#### [EXERCISE GOAL]
Return each line of the listing that follows in which the string "trace" can be found.

#### [DATA RECORDS]

★ ★ ★ ★

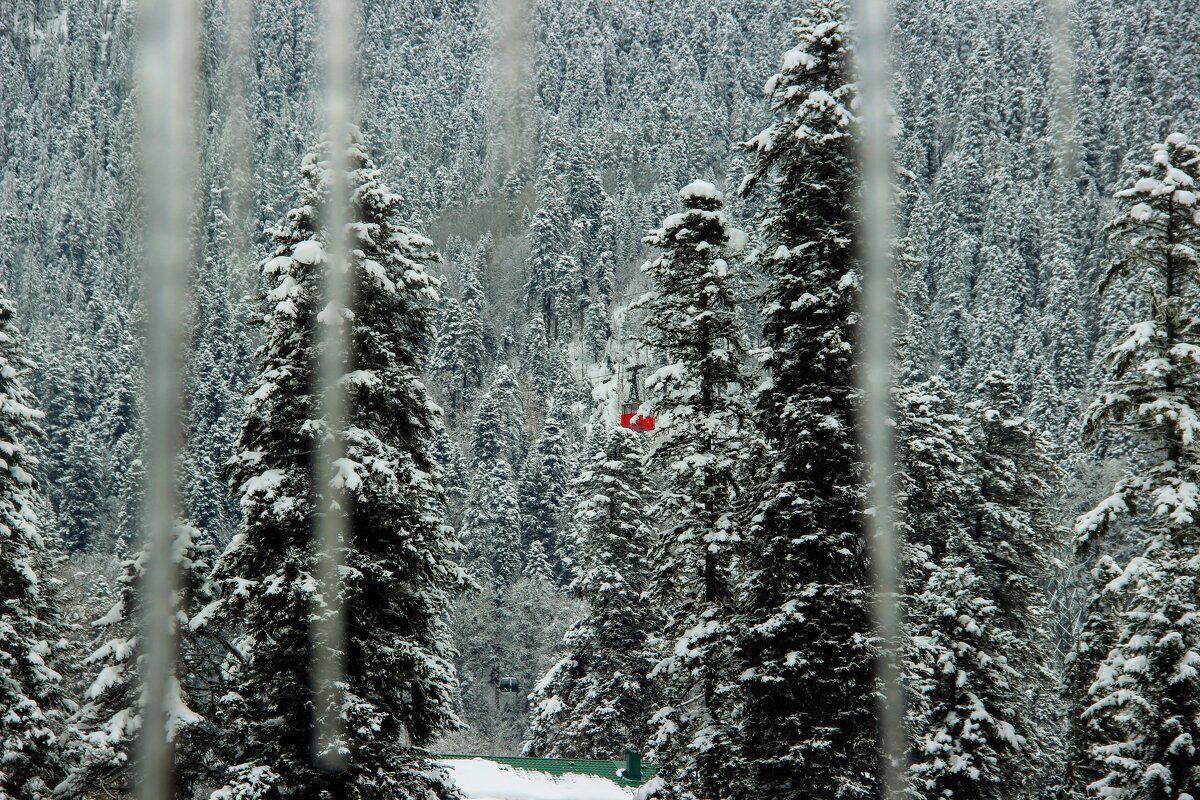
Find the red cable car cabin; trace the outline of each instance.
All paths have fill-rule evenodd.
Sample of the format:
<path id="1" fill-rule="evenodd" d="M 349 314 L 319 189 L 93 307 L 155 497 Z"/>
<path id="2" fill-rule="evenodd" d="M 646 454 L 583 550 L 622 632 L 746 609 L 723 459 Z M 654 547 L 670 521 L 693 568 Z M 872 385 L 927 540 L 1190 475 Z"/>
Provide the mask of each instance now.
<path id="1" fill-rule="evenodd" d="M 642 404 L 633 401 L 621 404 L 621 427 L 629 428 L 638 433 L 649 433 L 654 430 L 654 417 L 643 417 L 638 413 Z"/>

★ ★ ★ ★

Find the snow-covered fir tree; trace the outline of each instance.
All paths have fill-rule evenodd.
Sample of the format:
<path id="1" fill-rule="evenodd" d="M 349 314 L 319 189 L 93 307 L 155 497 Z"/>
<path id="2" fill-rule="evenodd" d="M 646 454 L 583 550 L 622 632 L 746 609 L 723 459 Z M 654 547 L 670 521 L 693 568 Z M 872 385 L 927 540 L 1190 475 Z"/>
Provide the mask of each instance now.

★ ★ ★ ★

#### [FINISHED TASK]
Find the red cable car cabin; trace the outline of each instance.
Find the snow-covered fir tree; trace the outline of each instance.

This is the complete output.